[Begin]

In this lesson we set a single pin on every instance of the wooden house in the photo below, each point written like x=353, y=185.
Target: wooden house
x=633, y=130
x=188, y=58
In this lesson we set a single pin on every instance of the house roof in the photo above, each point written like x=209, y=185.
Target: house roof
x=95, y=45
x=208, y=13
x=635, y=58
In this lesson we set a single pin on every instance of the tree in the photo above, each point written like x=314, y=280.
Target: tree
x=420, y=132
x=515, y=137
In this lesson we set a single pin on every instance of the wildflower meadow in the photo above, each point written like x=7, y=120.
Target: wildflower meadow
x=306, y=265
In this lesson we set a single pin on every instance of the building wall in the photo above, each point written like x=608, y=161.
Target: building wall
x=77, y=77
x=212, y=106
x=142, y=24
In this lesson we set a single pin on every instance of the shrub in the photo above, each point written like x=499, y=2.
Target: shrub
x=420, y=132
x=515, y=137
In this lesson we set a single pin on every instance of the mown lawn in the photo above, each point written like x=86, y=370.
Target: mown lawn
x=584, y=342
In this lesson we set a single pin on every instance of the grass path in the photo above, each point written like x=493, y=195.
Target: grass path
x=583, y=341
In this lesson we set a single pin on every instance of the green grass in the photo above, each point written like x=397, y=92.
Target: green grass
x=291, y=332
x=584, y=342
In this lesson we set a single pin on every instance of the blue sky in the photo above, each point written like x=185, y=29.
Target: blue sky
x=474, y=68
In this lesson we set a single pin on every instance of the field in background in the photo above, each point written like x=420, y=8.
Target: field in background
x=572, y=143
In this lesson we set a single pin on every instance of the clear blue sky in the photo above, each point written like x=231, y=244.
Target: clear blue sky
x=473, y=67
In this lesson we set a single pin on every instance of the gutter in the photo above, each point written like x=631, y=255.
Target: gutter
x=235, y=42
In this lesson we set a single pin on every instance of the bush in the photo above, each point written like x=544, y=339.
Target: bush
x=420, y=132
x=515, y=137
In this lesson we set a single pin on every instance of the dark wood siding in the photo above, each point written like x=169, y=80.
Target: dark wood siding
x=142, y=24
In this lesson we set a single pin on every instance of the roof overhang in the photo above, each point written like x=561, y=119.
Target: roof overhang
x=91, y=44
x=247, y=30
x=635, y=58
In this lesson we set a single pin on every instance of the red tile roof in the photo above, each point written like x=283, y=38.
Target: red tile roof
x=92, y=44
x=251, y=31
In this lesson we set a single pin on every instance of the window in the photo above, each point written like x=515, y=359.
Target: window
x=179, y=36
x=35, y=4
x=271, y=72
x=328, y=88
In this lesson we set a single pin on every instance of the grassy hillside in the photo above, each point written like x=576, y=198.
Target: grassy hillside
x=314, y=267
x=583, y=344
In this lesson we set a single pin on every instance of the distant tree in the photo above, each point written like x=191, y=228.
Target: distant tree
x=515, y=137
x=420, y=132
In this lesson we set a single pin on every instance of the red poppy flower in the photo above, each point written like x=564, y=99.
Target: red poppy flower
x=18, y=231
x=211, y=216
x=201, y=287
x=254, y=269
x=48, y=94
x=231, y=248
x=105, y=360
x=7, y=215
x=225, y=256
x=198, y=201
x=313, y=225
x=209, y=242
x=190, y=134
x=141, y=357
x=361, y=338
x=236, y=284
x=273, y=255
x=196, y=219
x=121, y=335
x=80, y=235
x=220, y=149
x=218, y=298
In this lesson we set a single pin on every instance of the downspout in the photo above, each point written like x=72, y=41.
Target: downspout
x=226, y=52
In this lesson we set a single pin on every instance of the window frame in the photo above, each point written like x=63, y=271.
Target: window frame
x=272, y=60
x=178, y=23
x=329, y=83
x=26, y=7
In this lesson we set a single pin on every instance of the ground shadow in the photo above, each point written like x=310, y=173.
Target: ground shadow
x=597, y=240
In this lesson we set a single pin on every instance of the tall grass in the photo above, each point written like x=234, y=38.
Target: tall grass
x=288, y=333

[End]

Exercise:
Please copy the data above word for word, everything from the line containing "like x=544, y=339." down to the line containing "x=583, y=344", with both of those lines included.

Result below:
In this lesson we set a single pin on every instance of the bush in the photo above, each point written like x=544, y=339.
Target: bush
x=420, y=132
x=515, y=137
In this lesson we set a single pin on every instance of the dark wood siding in the photo above, each point written like x=169, y=80.
Target: dark wood siding
x=142, y=24
In this lesson we set a single pin on every instance of the roof overhang in the photo above, each point written like x=561, y=119.
Target: roof overhang
x=91, y=44
x=247, y=30
x=635, y=58
In this lesson we set a single pin on every instance of the red tile roof in the photo above, each point written like x=283, y=38.
Target: red tile roof
x=92, y=44
x=251, y=31
In this lesson we set a single pin on every instance of the window in the photo above, each point written like x=515, y=359.
Target: window
x=179, y=36
x=35, y=4
x=271, y=72
x=328, y=88
In this lesson we set a single pin on every instance of the grassy hillside in the photo above, each point written like x=576, y=198.
Target: grassy hillside
x=314, y=267
x=583, y=344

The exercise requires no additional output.